● Short problem: Pull out each line in the records that contains the word "concrete".
::: Records supplied :::
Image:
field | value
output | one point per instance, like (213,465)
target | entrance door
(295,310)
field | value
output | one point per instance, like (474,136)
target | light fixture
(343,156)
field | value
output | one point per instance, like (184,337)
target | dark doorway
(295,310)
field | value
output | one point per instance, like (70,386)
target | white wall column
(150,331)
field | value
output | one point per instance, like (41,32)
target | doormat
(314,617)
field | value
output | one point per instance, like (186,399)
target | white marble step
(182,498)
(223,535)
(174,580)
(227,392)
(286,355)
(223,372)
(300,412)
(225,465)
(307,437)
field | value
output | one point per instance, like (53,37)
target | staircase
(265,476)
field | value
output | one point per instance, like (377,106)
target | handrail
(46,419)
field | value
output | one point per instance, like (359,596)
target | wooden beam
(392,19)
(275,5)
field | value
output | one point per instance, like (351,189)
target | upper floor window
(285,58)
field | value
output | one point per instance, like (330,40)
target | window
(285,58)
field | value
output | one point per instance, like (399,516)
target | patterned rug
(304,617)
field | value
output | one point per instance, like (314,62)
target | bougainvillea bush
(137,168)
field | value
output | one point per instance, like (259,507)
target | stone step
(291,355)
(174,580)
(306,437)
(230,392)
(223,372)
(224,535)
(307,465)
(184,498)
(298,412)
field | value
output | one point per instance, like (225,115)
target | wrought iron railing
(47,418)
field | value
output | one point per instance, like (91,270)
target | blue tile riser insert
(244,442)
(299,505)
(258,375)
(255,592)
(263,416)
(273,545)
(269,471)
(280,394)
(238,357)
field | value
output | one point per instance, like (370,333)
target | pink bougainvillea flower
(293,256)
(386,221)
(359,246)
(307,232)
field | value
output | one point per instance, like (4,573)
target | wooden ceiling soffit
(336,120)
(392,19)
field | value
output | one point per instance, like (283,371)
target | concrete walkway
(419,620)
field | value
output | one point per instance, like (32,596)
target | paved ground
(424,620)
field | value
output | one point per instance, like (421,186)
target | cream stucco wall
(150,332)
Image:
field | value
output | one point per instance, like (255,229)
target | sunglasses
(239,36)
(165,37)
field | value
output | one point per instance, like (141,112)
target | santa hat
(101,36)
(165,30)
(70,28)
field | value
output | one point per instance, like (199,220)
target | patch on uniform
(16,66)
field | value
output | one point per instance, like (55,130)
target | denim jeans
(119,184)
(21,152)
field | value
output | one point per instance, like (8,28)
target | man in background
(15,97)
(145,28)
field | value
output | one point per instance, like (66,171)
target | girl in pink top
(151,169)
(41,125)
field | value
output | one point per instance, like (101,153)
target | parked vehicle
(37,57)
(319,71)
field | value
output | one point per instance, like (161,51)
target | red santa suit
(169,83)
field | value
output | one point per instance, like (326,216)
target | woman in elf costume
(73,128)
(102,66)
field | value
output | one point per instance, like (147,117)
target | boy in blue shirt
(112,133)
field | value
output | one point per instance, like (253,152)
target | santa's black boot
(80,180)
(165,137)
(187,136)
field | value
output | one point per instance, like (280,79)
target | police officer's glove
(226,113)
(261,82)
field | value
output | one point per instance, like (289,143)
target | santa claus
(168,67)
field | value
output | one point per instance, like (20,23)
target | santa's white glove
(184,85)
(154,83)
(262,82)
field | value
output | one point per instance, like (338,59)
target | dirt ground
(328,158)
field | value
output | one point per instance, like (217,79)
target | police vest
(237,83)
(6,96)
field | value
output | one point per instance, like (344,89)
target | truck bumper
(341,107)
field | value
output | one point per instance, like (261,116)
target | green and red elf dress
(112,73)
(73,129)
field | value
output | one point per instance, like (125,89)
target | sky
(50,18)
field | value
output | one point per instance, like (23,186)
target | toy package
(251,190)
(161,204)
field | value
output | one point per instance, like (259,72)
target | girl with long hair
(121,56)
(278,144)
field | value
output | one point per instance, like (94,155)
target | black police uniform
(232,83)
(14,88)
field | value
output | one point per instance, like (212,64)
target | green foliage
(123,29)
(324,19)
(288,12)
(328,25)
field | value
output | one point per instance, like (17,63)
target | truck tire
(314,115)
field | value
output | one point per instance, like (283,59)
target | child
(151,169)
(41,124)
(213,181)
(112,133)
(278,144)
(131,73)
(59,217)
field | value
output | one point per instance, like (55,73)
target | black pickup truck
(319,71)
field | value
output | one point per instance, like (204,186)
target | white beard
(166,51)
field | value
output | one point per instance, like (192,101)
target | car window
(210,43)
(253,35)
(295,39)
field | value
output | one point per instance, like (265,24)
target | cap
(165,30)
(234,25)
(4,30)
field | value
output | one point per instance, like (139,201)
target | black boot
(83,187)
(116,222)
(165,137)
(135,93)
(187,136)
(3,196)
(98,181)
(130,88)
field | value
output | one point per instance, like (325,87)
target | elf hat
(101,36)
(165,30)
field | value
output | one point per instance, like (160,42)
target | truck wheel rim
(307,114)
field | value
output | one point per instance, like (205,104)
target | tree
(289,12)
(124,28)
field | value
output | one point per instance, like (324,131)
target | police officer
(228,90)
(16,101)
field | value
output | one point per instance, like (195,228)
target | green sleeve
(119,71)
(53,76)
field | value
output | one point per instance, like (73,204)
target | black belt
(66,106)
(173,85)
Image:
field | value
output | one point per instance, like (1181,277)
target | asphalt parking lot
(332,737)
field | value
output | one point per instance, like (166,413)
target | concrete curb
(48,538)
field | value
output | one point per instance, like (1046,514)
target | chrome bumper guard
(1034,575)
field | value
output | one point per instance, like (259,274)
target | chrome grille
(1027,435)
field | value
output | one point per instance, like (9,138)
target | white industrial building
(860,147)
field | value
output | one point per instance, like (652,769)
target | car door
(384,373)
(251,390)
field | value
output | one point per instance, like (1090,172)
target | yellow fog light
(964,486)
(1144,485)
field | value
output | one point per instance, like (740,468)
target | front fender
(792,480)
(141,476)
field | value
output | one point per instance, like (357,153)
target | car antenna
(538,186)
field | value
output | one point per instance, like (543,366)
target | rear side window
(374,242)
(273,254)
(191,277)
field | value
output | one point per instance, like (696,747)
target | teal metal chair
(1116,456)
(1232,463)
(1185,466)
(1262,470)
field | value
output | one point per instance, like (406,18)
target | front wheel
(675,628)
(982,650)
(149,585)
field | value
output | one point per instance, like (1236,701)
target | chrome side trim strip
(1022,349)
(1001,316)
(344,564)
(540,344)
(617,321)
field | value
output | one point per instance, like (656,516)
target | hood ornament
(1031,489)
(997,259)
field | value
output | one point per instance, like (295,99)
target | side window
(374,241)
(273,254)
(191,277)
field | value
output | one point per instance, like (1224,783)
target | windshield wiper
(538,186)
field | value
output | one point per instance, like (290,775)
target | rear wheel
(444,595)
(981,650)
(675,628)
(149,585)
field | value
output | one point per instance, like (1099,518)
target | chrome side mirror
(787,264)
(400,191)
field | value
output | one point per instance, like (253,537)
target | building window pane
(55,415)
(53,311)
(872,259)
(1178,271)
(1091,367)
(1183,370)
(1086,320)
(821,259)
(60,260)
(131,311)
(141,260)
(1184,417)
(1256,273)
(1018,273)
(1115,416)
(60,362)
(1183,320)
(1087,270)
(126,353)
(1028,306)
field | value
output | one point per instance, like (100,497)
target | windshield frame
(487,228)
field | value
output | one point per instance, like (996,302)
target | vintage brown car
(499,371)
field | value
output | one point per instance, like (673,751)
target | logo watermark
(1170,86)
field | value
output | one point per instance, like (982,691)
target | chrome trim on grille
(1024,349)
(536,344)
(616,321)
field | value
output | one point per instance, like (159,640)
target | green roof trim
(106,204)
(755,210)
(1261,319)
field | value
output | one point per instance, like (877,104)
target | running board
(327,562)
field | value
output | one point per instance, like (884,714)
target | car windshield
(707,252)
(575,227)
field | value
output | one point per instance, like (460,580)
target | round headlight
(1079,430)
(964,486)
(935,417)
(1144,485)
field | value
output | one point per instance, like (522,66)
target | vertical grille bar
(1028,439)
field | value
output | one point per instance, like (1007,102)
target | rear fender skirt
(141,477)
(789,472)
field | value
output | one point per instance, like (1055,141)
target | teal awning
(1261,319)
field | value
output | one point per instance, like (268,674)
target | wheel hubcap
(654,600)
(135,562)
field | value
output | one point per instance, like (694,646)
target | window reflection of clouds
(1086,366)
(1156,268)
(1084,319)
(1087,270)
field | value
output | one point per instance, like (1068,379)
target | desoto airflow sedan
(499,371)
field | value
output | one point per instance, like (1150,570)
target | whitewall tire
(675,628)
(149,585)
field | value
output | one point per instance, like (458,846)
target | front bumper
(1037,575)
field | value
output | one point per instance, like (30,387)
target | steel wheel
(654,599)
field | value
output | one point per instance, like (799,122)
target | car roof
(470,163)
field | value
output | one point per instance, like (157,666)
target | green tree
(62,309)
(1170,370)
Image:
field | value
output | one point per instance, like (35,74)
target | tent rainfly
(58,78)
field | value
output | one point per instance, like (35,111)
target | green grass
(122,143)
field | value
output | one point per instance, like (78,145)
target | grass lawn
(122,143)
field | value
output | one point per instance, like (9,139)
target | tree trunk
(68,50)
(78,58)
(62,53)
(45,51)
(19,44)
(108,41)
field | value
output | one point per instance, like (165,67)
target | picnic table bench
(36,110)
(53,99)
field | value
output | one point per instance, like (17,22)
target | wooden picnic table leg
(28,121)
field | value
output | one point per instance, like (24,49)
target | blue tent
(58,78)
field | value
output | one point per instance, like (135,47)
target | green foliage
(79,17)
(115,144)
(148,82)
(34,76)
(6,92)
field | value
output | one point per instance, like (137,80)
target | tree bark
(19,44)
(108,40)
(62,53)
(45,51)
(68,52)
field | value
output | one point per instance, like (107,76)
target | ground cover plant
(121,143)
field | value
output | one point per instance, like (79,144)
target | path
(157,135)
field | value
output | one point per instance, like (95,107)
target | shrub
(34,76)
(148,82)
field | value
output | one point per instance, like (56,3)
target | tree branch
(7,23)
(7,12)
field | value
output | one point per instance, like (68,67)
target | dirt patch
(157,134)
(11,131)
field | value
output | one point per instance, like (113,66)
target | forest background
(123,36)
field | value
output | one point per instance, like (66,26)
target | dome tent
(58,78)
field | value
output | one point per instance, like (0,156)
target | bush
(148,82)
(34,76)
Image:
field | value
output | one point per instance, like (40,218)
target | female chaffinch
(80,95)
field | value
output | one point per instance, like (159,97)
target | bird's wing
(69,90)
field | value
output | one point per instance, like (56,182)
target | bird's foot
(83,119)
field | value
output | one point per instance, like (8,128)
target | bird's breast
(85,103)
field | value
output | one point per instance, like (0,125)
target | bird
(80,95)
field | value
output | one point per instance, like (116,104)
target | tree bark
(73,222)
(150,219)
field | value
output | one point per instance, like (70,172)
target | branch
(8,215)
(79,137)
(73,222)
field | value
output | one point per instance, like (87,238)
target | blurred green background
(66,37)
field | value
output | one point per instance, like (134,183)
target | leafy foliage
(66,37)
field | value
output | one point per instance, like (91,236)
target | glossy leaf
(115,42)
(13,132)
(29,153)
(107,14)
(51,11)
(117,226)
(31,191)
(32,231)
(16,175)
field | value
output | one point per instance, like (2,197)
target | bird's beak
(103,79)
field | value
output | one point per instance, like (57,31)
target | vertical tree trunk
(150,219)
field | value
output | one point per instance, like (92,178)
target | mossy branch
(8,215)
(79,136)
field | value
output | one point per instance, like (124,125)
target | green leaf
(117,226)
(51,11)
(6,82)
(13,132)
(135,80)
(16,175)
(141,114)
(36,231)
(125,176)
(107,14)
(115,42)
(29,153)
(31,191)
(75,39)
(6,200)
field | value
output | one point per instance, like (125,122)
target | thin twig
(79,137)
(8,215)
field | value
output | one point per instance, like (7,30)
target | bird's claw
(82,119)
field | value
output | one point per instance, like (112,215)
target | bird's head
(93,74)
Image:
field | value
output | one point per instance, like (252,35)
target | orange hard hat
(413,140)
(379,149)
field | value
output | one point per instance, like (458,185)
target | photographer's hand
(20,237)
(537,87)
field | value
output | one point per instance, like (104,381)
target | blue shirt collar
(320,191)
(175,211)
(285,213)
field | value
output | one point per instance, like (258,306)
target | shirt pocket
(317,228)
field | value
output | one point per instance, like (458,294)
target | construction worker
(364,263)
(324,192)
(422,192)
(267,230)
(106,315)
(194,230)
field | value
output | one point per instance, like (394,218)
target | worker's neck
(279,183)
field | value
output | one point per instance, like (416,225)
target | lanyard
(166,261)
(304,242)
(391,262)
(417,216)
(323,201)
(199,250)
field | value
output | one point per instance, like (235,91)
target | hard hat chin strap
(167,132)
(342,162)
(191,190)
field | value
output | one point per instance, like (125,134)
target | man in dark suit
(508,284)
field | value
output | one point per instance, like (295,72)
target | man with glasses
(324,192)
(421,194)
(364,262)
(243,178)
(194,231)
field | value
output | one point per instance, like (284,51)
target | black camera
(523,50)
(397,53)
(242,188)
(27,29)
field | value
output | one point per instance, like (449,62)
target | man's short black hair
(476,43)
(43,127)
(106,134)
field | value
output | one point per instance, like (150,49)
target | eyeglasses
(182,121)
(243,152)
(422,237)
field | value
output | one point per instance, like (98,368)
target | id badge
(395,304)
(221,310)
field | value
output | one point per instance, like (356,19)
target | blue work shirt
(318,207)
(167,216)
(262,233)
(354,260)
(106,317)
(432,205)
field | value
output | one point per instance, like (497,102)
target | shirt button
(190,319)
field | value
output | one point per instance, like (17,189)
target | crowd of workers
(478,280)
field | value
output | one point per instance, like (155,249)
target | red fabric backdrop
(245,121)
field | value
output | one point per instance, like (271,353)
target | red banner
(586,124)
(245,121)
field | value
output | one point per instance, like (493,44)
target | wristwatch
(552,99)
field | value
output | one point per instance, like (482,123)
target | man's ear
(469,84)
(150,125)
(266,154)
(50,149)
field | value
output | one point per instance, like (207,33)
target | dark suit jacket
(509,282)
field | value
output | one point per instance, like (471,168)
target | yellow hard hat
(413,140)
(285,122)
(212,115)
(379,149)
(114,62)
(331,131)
:::
● Response:
target | concrete walkway
target | concrete curb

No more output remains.